(Dataset records on where objects are located)
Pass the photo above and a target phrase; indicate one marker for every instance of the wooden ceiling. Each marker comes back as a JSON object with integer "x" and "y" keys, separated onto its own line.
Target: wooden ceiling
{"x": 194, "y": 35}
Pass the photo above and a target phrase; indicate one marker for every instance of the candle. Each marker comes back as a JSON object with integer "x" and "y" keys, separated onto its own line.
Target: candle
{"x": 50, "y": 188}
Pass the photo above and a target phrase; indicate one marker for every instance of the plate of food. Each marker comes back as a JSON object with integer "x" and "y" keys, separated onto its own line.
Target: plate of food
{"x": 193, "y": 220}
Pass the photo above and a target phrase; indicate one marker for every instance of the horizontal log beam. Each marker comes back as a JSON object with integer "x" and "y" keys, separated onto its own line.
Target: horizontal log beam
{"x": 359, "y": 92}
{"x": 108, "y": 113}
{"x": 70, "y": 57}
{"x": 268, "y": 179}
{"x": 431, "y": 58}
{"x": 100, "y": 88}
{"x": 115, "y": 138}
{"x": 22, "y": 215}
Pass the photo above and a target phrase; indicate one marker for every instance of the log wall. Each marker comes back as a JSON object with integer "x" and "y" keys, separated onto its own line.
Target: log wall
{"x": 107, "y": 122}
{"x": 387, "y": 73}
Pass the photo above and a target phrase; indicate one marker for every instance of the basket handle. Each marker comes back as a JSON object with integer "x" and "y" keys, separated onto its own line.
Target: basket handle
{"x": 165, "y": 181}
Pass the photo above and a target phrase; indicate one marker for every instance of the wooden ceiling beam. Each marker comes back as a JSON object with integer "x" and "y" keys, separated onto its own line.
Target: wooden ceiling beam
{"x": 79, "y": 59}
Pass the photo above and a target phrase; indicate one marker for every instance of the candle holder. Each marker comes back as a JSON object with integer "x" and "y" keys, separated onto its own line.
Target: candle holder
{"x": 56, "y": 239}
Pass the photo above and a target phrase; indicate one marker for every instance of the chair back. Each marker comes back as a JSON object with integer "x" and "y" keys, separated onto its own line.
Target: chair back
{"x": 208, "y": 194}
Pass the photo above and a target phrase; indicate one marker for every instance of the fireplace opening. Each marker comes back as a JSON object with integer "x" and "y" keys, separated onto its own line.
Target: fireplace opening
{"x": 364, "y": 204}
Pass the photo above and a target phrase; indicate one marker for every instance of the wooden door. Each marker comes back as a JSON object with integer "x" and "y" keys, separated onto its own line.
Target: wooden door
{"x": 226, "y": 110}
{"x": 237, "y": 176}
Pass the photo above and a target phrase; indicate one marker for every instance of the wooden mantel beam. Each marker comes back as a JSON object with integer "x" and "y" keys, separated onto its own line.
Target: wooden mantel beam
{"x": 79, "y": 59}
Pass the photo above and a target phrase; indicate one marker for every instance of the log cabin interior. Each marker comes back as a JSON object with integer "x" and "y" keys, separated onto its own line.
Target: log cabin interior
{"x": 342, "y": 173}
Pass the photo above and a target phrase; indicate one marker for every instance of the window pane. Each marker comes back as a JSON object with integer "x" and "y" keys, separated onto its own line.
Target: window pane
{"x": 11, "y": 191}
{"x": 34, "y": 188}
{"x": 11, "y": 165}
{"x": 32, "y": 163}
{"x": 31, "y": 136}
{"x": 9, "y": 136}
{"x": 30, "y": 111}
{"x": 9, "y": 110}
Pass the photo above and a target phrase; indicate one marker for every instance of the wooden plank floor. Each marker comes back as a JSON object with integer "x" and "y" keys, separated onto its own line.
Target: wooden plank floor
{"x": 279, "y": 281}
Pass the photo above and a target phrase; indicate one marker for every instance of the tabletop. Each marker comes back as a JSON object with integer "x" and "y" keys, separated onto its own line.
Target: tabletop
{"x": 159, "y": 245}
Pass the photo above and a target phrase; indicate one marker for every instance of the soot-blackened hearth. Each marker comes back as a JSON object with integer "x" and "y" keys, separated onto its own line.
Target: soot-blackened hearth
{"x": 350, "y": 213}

▸ Written instruction
Extract the lines above and reproduce each one exactly as it appears.

▸ Finished answer
Pass the photo above and a target phrase; indicate one marker for every instance of the wooden ceiling. Each marker comes back as a JSON object with integer "x" and "y" keys, separated onto its own line.
Target: wooden ceiling
{"x": 194, "y": 35}
Pass the photo above and a target phrase; indicate one marker for every instance of the candle. Each marker comes back as a JSON object with integer "x" and "y" keys, separated onto its own line.
Target: candle
{"x": 50, "y": 188}
Pass the photo above and a target phrase; indicate one marker for every instance of the plate of food. Each marker comes back as a JSON object with integer "x" and "y" keys, separated onto its own line.
Target: plate of food
{"x": 193, "y": 220}
Pass the photo above and a target phrase; indicate one marker for every instance of the horizontal log beam. Each marker comes back as a JSON object with integer "x" and "y" keys, separated onto its own line.
Target: horizontal log beam
{"x": 359, "y": 92}
{"x": 108, "y": 113}
{"x": 70, "y": 57}
{"x": 268, "y": 179}
{"x": 431, "y": 58}
{"x": 100, "y": 88}
{"x": 115, "y": 138}
{"x": 22, "y": 215}
Pass the photo above and a target phrase; indicate one marker for every instance of the log wall. Each marker comes back as a JSON object with integer "x" and "y" keys, separated onto its own line.
Target: log wall
{"x": 107, "y": 122}
{"x": 387, "y": 73}
Pass the photo above and a target phrase; indicate one marker for every instance of the basket handle. Each marker comes back as a JSON object with integer "x" and "y" keys, separated onto its own line.
Target: basket handle
{"x": 165, "y": 181}
Pass the photo above and a target phrase; indicate one marker for every instance of the wooden ceiling beam. Each marker comes back as a JSON object with integer "x" and "y" keys, separated onto its own line.
Target: wooden ceiling beam
{"x": 79, "y": 59}
Pass the photo above and a target phrase; indicate one marker for every instance of the candle holder. Each marker comes back as a JSON object with integer "x" and "y" keys, separated onto its own line.
Target: candle holder
{"x": 56, "y": 239}
Pass the photo above and a target phrase; indicate one marker for every instance of the chair back. Each marker comes back as a JSON object with integer "x" and "y" keys, separated onto its own line.
Target: chair back
{"x": 208, "y": 194}
Pass the photo above and a target phrase; indicate one marker for every instance of the fireplace opening. Each marker comes back as a JSON object with integer "x" and "y" keys, separated onto its own line.
Target: fireplace opening
{"x": 364, "y": 204}
Pass the photo above and a target phrase; indicate one marker for every instance of the wooden door. Each marker comes back as a JSON object with integer "x" and "y" keys, separated onto its own line.
Target: wooden door
{"x": 226, "y": 110}
{"x": 237, "y": 176}
Pass the photo above and a target phrase; indicate one marker for every instance of the wooden mantel beam. Each marker comes back as a JSON object with integer "x" and "y" keys, separated onto its own line.
Target: wooden mantel beam
{"x": 79, "y": 59}
Pass the photo above and a target phrase; indicate one marker for every instance of the log cabin interior. Each marker comes back as a JSON object with integer "x" and "y" keys, separated onto its own line.
Target: log cabin interior
{"x": 342, "y": 173}
Pass the photo above and a target phrase; indicate one marker for every instance of the window pane. Each marker comes back as a JSON object with integer "x" and "y" keys, separated onto its own line.
Target: window pane
{"x": 11, "y": 191}
{"x": 34, "y": 188}
{"x": 11, "y": 165}
{"x": 32, "y": 163}
{"x": 31, "y": 136}
{"x": 9, "y": 136}
{"x": 30, "y": 111}
{"x": 9, "y": 110}
Pass the photo above and a target phrase; indicate one marker for every instance of the wooden plank floor. Each marker comes back as a JSON object with integer "x" and "y" keys, separated onto its own line.
Target: wooden plank floor
{"x": 279, "y": 281}
Pass the photo above and a target phrase; indicate one marker for every instance of the tabletop. Each marker comes back as a JSON object with integer "x" and "y" keys, separated onto its own line.
Target: tabletop
{"x": 159, "y": 245}
Pass the photo above and a target phrase; indicate one marker for every instance of the soot-blackened hearth. Each marker comes back as a JSON object with integer "x" and "y" keys, separated onto its own line.
Target: soot-blackened hearth
{"x": 350, "y": 213}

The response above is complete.